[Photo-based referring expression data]
-------------------------
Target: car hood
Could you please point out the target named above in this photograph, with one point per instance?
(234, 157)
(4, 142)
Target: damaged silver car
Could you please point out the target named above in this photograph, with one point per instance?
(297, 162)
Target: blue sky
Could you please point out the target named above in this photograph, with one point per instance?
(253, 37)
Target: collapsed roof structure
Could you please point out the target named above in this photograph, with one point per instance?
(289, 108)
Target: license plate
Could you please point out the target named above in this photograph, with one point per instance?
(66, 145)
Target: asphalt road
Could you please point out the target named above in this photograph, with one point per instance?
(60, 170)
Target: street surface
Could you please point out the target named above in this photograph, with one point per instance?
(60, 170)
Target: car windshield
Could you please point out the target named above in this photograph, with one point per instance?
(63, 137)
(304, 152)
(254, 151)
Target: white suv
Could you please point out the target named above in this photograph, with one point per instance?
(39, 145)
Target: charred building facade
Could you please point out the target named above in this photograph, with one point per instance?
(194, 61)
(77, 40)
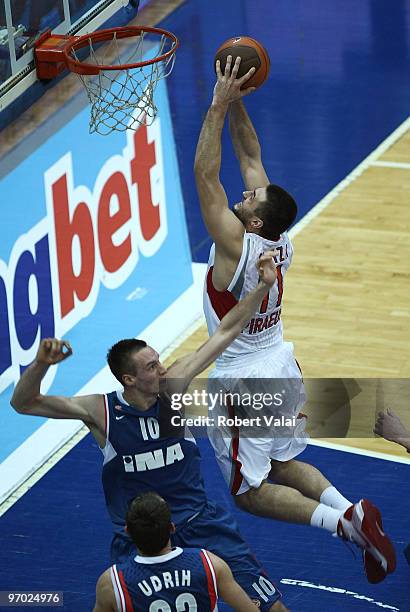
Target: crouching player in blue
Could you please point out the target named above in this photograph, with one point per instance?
(142, 452)
(164, 578)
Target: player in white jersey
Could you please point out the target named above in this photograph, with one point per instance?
(261, 470)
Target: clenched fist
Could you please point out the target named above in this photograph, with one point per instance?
(52, 351)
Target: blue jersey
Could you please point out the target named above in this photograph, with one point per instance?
(183, 579)
(142, 453)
-------------------------
• [Your objective]:
Please print each of the records word for word, keeping the pictures out.

• [Output below]:
Target: car hood
Could you please point out the target named above in this photograph, with one point per instance?
(234, 157)
(4, 142)
Target: damaged silver car
Could you please point out the target named above in this photograph, with one point per instance?
(297, 162)
Target: blue sky
Could you please point out the target named above in this photograph, with one point per instance?
(253, 37)
Target: collapsed roof structure
Could you please point out the target named above in this photograph, with one point per instance?
(289, 108)
Target: license plate
Could you please point out the target named above in this photograph, with one point per instance?
(66, 145)
Target: asphalt road
Could you please point out the target named above in this photograph, with one point per instance?
(60, 170)
Target: street surface
Could you please point out the target named above in this photograph, with one point per instance?
(60, 170)
Target: car windshield
Could you please point out the target named above in this photograph, with one point per instance?
(63, 137)
(304, 152)
(254, 151)
Target: white suv
Could you please point out the target named above in this photograph, with one point per instance?
(39, 145)
Target: charred building facade
Could you please point out the target named above in this photograph, with one point per instance?
(194, 61)
(77, 40)
Target: crouching player in blue
Could you please point out the target named above in this photograph, with one point per instance?
(142, 452)
(164, 578)
Target: player in white jersey
Could you please point out the target named above in this photograph, with one point per instance?
(261, 470)
Target: clenched fist
Could you please point out the target named above in this photograph, with one point per instance?
(52, 351)
Target: blue jersey
Could you please point out the target named above in this photograph, with one point per instance?
(183, 579)
(142, 453)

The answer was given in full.